*** SOURCE PASSAGE Section Begins ***
During gradient descent, parameters are updated using the formula:

$$
w := w - \alpha \cdot \frac{\partial J(w, b)}{\partial w}
$$

If the derivative = 0, then the update becomes:

$$
w := w - \alpha \cdot 0 = w
$$

This means:
- The parameter \( w \) **remains unchanged**
- The algorithm has reached a **local minimum** (or possibly the global minimum)

---

## 🪜 Natural Slowdown Near the Minimum

As gradient descent progresses:
- The derivative gets smaller
- So the **step size** becomes smaller automatically
- Eventually, the algorithm **converges** to the minimum

Even with a **fixed learning rate alpha**, the steps shrink near the minimum due to the nature of the gradient.
*** SOURCE PASSAGE Section Ends ***
*** DATA Section Begins ***
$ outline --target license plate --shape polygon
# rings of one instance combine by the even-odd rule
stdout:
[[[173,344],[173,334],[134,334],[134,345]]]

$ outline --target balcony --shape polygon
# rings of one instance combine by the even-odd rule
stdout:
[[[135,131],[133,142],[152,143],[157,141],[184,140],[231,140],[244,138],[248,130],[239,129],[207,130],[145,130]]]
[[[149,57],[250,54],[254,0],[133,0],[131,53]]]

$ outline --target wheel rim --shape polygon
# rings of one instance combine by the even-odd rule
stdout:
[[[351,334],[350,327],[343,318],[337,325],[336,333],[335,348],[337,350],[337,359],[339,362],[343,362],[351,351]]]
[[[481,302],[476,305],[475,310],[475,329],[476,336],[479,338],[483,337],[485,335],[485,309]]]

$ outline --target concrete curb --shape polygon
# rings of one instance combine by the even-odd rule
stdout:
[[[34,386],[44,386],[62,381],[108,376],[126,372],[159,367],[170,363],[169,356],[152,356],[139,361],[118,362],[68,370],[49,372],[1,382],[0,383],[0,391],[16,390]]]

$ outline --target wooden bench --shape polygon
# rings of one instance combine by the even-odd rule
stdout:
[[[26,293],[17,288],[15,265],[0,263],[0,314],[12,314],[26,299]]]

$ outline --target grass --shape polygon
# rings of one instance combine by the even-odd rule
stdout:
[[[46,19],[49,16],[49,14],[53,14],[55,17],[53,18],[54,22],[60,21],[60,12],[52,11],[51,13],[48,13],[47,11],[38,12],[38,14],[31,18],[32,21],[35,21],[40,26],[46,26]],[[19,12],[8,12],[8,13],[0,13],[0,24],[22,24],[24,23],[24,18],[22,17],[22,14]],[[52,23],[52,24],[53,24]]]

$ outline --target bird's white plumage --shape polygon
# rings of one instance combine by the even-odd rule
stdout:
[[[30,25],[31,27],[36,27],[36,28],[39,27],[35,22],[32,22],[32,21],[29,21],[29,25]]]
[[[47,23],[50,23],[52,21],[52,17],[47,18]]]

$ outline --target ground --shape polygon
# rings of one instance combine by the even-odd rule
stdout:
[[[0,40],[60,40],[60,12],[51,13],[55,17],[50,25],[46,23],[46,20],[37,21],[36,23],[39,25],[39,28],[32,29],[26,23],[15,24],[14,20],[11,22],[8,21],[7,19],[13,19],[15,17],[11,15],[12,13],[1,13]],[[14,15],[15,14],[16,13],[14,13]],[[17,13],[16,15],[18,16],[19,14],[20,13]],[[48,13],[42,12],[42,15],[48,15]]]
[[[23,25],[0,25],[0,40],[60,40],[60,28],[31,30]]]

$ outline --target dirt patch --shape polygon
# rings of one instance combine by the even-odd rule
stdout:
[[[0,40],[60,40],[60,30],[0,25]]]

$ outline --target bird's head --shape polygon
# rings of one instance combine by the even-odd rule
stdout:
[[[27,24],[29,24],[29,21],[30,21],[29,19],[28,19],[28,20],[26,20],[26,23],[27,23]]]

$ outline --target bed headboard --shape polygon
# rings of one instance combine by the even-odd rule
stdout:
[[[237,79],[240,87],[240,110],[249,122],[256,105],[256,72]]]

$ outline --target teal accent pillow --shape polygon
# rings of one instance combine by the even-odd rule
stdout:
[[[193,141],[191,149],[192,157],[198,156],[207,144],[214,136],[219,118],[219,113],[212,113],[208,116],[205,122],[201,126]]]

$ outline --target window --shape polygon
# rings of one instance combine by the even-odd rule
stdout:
*** DATA Section Ends ***
For each statement about the gradient descent passage, answer yes or no on whether it agrees with the passage, and quote the deciding words: (a) When the derivative equals 0, the parameter w stays the same. (b) The learning rate has to be lowered for the steps to shrink near the minimum. (c) As gradient descent progresses, the derivative gets larger. Draw only on the text about gradient descent and ignore the material.

(a) Yes: "remains unchanged"
(b) No: "the steps shrink near the minimum due to the nature of the gradient"
(c) No: "The derivative gets smaller"